** Task description **
Print the listing in its entirety and exactly, leaving out images.

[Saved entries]
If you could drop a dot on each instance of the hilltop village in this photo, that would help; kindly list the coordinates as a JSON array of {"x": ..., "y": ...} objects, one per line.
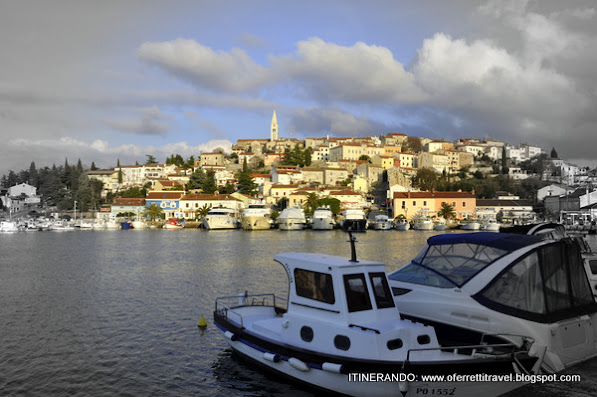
[{"x": 392, "y": 173}]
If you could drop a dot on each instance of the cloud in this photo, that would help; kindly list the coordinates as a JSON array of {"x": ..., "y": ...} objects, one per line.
[
  {"x": 45, "y": 152},
  {"x": 151, "y": 122},
  {"x": 232, "y": 72}
]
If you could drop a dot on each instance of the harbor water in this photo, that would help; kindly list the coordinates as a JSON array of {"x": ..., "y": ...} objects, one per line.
[{"x": 115, "y": 313}]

** Completed task **
If you could drop a dot on each instance of the hilltop village in this photo, that would help; kindly list the coordinates as a JSON array of {"x": ..., "y": ...} objects, one per line.
[{"x": 392, "y": 173}]
If you could drop a dot on each instance of the cloud in this photo, that would help; kindly list the coordinates as a JSON array of {"x": ..., "y": ...} objects, one per line.
[
  {"x": 45, "y": 152},
  {"x": 151, "y": 122},
  {"x": 232, "y": 72}
]
If you could drop a dot on each instance of the harbor water in this photo, that would help; kindly list the coordinates as a JSON array of {"x": ..., "y": ...} objects, one per line.
[{"x": 115, "y": 313}]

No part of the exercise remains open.